• _Prompt A_
Count the lines in the entries below that contain the word "object", with case counting. Give only the number.

• _Source extract_
Post your answers in the comments on this post. I will leave the contest open until 12:00 a.m. EST June 20, unless someone gets the answer correct before then. If someone gets the answer correct, I will post it in my update for that day, as well as notify the winner and post a comment stating that the contest is closed. One entry per person.

Please note: Attendees of the FEE seminar this week are excluded from winning, since you heard this from Callahan during the session. I will notify the winner and mail him or her a copy of the book.

So, here is the question:

Let’s say that Pink Floyd’s 1973 album Dark Side of the Moon sold 5 times as many copies than their 1971 album Meddle. Does this mean that consumers valued Dark Side of the Moon 5 times greater than Meddle?

(Note: These might not be actual sales numbers; this is a hypothetical question.)

Again, post your answer as a comment on this post. Answers must provide a valid explanation to go along with the “yes” or “no”.

3 responses to “Day 162 – A Contest”

  1. Mom Avatar

    NO. The Dark Side of the Moon was more of a commercial success and reached more people than Meddle. That’s my answer and I am sticking to it!

  2. Alex Dudek Avatar
    Alex Dudek

    No. Here would be an example, Meddle sells 2 millions copies to 2 millions different people. Dark side sells 10 million copes, to the same person say. Who knows, David Gilmour (guitarist of Floyd) was just making sure that Dark Side would be awarded the diamond award. If one person buys 10 millions copies, is that the same consumer value as 10 million people buying just one apiece? Not sure if that’s the right answer, but it’s definitely something worth acknowledging.

  3. Amanda S. Avatar
    Amanda S.


    It means that there were 4 times as many people who valued Dark Side of the Moon than who valued Meddle.

    (Example: For 5 times as many copies to be sold, there would have to have been more people who valued Dark Side of the Moon than who valued Meddle. Lets say, hypothetically, that Meddle sold 50 copies. For Dark Side of the Moon to sell 5 times as many copies (so, 250), 4 times as many people (or 200 more people) would have to value Dark Side of the Moon than the number that valued Meddle.)

    So, the number of sales relates to the number of people who value the album, rather than the proclaimed “value” of the album itself. Value in itself is subjective, so by looking at the number of albums sold, one cannot determine the overall value of the album (there is no concrete value that can be placed on a product bought by numerous people for various reasons). All we know is that the number of people who felt that Dark Side of the Moon was worth their money was greater than the number who felt Meddle was worth their money.

• _Stored records_
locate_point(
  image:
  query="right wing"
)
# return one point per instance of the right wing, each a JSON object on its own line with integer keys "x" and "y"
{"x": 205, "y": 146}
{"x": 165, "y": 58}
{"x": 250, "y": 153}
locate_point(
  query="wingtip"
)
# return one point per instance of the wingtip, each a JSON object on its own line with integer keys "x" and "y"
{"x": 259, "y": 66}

* * *

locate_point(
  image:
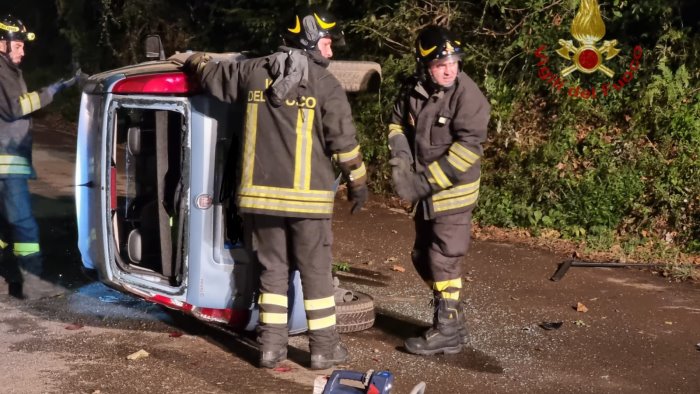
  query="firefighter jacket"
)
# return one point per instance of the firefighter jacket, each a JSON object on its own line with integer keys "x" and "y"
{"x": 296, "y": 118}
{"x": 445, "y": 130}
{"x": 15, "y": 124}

• _Prompt B_
Reproduce the part of the album contest post from "So, the number" to "worth their money." word for word.

• _Task answer A_
3

• _Task answer B_
So, the number of sales relates to the number of people who value the album, rather than the proclaimed “value” of the album itself. Value in itself is subjective, so by looking at the number of albums sold, one cannot determine the overall value of the album (there is no concrete value that can be placed on a product bought by numerous people for various reasons). All we know is that the number of people who felt that Dark Side of the Moon was worth their money was greater than the number who felt Meddle was worth their money.